═════ Excerpt to read

Most of the walruses were distributed on a belt from Greenland to Ellesmere Island in the southern part of the North Water at a latitude of ~76°30′N, in both shallow and deep (>500 m) water. Only three sightings were north of 77°N with the northernmost at 77°48′N (Fig. 5). Walruses in the water were assumed to be available for detection when they were within the top 2 m from the surface and it was estimated that they spend 35 % (CV 0.10) of the time at this depth. This estimate was obtained from tagging three walruses with satellite-linked, time-depth recorders, and recording data in May–June 2009 and June 2010 (Fig. 2; Table 3). The estimated number of walruses in the water in the covered region was corrected for availability bias using this factor. Most walruses were detected as solitary individuals but three groups of four animals and one of six were seen. The average abundance of walruses was 1499 (CV 0.17; 95 % CI 1077–2087).

Bearded and ringed seals were detected primarily on ice and thus only 2010, when ice cover was more extensive, provided data on distribution of these two species. Both species were using the large ice floes in the southeastern part of the North Water to haul-out. Abundance estimates for seals on the ice, corrected for observer perception bias were estimated to be 2448 bearded seals (CV 0.19; 95 % CI 1687–3553) and 3878 ringed seals (CV 0.15; 95 % CI 2873–5234). To estimate total seal abundance, the availability of seals on the ice was required. Born et al. (2002) estimated that ringed seals spent 40.7 % (CV 0.24) of the time hauled out on the ice (Table 3). No equivalent estimates were available for bearded seals so this estimate was used to correct both the ringed seal and the bearded seal on-ice abundance to obtain total abundance estimates. The fully corrected abundance estimates of bearded and ringed seals in 2010 were 6016 (CV 0.31; 95 % CI 3322–10 893) and 9529 (CV 0.29; 95 % CI 5460–16 632), respectively.

══════════
═════ Dataset extract

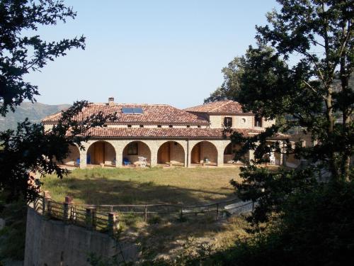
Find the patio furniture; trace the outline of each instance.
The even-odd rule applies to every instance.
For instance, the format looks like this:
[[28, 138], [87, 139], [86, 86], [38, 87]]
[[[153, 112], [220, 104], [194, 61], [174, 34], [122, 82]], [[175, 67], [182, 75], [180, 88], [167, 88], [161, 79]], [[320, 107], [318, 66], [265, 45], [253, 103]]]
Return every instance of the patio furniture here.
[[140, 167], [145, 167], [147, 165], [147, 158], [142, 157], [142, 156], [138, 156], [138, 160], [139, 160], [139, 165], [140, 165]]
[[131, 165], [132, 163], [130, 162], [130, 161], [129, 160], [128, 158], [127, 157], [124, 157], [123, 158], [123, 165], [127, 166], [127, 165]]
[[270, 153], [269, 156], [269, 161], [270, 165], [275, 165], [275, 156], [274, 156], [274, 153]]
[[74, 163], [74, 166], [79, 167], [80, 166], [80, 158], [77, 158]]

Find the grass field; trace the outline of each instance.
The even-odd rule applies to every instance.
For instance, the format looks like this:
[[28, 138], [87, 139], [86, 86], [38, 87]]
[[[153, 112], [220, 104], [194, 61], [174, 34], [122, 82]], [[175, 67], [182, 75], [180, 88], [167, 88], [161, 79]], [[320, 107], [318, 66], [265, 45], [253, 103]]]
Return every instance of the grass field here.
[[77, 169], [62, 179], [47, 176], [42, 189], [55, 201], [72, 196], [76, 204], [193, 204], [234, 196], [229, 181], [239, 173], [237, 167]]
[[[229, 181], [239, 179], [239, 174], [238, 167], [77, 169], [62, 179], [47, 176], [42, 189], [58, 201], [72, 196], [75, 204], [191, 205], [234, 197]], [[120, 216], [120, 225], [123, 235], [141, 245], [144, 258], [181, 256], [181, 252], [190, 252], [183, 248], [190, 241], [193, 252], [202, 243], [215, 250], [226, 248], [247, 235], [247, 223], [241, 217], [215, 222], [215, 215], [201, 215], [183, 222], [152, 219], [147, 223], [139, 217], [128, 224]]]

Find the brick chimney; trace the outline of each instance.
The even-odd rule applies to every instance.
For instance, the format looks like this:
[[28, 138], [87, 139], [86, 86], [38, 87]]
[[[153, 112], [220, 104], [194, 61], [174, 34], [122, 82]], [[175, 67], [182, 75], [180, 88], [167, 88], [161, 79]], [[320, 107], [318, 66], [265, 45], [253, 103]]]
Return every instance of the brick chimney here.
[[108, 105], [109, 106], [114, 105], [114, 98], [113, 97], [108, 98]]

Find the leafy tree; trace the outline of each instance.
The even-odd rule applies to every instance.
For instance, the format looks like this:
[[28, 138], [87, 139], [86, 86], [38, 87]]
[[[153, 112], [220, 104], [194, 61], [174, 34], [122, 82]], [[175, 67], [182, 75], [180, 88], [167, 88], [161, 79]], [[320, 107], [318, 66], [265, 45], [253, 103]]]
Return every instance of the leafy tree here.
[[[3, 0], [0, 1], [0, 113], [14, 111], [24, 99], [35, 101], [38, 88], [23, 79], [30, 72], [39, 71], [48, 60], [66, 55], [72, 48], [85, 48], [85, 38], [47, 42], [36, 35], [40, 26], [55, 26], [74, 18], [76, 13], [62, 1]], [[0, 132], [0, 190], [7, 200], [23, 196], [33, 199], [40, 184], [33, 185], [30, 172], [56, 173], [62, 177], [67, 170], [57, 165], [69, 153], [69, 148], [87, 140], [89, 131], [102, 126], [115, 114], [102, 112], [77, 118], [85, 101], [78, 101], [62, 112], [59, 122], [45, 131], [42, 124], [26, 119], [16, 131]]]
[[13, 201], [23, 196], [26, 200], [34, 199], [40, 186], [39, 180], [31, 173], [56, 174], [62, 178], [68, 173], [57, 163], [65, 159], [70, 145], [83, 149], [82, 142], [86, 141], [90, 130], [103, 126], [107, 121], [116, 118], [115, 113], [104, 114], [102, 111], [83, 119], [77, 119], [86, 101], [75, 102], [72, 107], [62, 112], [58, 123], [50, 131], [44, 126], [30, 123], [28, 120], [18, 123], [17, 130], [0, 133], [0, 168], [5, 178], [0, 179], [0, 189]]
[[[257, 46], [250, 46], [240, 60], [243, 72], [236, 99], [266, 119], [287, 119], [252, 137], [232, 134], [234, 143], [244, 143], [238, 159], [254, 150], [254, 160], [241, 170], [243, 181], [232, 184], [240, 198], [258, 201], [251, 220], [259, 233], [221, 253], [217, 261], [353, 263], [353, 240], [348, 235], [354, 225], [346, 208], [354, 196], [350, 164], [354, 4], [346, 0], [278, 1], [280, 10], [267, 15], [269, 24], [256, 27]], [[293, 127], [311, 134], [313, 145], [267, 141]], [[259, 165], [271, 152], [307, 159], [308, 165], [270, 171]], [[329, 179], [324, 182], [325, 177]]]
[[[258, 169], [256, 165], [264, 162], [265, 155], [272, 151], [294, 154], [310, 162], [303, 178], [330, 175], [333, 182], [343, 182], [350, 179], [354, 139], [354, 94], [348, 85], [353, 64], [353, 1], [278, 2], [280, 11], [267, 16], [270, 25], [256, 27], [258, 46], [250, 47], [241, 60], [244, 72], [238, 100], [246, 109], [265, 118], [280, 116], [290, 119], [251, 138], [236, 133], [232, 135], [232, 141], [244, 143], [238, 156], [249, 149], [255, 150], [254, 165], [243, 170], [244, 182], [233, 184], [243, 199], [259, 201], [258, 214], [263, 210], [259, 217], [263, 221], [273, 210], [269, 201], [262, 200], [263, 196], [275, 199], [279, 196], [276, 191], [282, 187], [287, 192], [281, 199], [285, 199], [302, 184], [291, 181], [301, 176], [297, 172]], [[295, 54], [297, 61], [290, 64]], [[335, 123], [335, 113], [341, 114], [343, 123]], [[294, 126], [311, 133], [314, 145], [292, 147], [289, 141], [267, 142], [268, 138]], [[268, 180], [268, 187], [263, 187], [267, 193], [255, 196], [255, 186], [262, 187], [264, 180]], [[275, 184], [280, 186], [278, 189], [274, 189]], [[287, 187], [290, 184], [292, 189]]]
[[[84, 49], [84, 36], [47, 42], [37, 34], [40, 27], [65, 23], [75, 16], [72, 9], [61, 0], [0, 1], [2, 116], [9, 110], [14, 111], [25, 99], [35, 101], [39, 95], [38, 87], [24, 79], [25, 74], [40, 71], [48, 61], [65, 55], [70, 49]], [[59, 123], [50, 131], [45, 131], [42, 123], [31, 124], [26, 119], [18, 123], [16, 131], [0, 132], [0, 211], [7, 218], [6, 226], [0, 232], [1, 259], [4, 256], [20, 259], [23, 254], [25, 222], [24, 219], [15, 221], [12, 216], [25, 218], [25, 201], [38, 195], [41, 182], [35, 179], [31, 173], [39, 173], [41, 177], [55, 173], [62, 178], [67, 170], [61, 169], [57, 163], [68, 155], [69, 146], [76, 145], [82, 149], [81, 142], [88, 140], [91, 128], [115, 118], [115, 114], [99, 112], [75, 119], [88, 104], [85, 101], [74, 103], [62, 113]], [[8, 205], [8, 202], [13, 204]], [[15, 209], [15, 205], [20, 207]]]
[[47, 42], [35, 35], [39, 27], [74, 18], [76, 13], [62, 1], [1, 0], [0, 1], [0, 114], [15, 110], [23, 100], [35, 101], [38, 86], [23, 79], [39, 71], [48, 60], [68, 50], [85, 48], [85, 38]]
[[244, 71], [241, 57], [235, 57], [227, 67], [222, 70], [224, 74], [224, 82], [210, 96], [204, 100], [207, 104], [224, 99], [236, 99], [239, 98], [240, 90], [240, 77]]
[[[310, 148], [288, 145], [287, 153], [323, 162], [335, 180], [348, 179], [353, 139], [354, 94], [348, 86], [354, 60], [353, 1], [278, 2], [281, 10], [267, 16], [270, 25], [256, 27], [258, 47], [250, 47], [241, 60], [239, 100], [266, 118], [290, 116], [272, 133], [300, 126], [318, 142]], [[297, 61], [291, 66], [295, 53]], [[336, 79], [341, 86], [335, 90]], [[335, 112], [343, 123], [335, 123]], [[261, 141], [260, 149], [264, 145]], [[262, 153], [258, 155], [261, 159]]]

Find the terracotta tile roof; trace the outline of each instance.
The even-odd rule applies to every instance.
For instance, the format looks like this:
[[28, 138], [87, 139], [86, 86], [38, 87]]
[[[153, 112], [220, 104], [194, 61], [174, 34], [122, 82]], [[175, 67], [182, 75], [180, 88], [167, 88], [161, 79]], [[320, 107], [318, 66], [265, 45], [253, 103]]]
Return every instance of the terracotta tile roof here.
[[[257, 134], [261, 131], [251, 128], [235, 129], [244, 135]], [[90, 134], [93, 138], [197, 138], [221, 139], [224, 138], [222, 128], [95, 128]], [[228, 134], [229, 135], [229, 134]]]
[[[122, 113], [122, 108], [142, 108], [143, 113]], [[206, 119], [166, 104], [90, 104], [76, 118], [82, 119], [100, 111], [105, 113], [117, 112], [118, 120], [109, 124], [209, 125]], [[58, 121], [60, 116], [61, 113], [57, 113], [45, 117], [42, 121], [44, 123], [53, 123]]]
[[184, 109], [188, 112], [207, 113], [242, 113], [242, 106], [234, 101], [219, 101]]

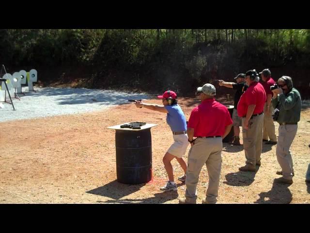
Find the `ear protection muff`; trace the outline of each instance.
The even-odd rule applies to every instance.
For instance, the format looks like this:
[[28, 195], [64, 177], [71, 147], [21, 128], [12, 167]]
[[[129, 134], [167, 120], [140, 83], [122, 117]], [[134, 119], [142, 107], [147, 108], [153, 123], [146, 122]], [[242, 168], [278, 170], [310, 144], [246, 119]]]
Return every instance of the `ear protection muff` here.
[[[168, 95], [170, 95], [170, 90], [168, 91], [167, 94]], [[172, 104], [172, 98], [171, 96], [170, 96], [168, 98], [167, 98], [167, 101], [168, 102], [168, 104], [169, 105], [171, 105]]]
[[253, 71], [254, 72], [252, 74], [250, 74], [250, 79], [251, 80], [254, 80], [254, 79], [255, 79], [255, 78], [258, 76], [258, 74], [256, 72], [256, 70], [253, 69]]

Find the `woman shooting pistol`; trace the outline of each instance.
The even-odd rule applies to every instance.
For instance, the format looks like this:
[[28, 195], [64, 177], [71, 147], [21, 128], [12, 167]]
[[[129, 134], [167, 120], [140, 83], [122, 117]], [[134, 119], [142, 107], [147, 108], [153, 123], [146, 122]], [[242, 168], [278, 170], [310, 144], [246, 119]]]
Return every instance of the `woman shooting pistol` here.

══════════

Aim A ▸ Translate this sentence from the walrus and seal survey text into Spanish: "Most walruses were detected as solitary individuals but three groups of four animals and one of six were seen."
Aim B ▸ Carry on the walrus and seal survey text with a few sentences that follow its last line, matching its style.

Written answer A ▸ La mayoría de las morsas se detectaron como individuos solitarios, pero se vieron tres grupos de cuatro animales y uno de seis.

Written answer B ▸
Although polar bears were detected both on ice and in the water, these data were combined since so few bears were detected. A truncation distance of 555 m, corresponding to the maximum distance of sightings, was used to calculate a strip census estimator of the covered region. The abundance estimate was 60 polar bears (0.96; 12–293).

The three sea bird species were distributed along the Greenland coast (eiders), in leads and cracks close to the Greenland coast (little auks) or widely in open water across the North Water (guillemots). The presence of sea ice along the coast in the southeastern part of the polynya caused the little auks to be present significantly further offshore in 2010 implying a longer flight distance from the coastal colonies (t test; p < 0.001, Fig. 5).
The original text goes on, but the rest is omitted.